SOURCE PASSAGE
____________

The AI Institute offers three primary computational resources:

AI Cluster,
DGX,
and HGX

Latest AI Institute Newsletter

Newsletter Directory

AI Institute Resource Architecture

Onboarding Instructions

1. Please fill out this form to request access. In case of any queries regarding onboarding, please reach out to rt@cs.stonybrook.edu. Make sure to include your NET ID in the request you send (Note that NET ID is not the same as your CS ID. You use the NET ID to login to Brightspace and other campus SSO websites).

2. Using your Net ID and password, log into the following nodes as necessary. Note that the first login should take some time since your home directory is being set up.

AI cluster: submit.ai.stonybrook.edu on port 22. SLURM is the best way to go about using the AI Cluster. We have also compiled a guide on how to go about using the cluster here.

____________

A run of records
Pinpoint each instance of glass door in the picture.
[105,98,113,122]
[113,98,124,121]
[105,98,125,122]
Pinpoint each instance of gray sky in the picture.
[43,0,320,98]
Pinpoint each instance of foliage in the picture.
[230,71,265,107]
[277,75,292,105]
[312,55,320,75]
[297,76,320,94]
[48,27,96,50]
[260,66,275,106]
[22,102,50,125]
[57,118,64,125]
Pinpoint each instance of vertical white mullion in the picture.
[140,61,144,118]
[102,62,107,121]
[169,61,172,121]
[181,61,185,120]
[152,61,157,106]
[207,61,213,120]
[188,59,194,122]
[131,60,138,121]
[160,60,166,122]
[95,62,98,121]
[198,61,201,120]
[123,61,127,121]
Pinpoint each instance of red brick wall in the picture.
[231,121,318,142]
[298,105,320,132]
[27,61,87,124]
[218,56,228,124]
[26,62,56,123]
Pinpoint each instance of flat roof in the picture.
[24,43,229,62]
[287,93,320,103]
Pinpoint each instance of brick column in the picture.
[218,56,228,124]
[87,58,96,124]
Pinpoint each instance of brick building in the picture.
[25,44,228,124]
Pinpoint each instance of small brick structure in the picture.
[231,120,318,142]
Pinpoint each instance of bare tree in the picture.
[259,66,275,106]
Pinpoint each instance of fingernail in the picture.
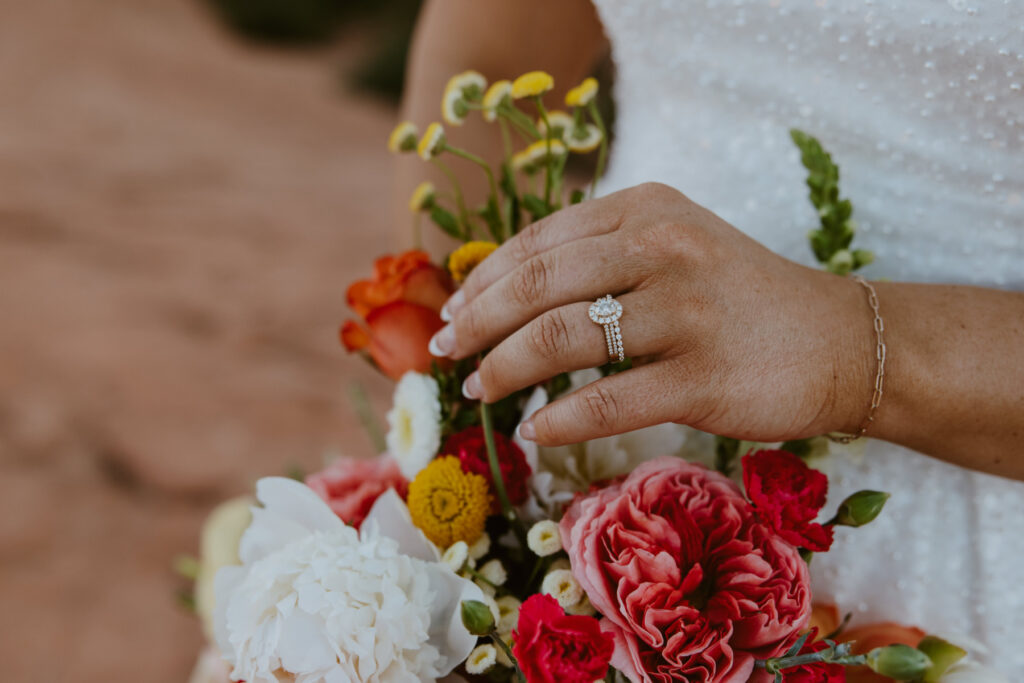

____________

PROBLEMS TO WORK ON
[a] In the AI Institute onboarding text, why should the first login take some time?
[b] Copy the part of the AI Institute onboarding text from "Latest AI Institute" up to and including "the cluster here.".

RESPONSES BY TASK
[a] The first login takes time because your home directory is being set up.

[b]
Latest AI Institute Newsletter

Newsletter Directory

AI Institute Resource Architecture

Onboarding Instructions

1. Please fill out this form to request access. In case of any queries regarding onboarding, please reach out to rt@cs.stonybrook.edu. Make sure to include your NET ID in the request you send (Note that NET ID is not the same as your CS ID. You use the NET ID to login to Brightspace and other campus SSO websites).

2. Using your Net ID and password, log into the following nodes as necessary. Note that the first login should take some time since your home directory is being set up.

AI cluster: submit.ai.stonybrook.edu on port 22. SLURM is the best way to go about using the AI Cluster. We have also compiled a guide on how to go about using the cluster here.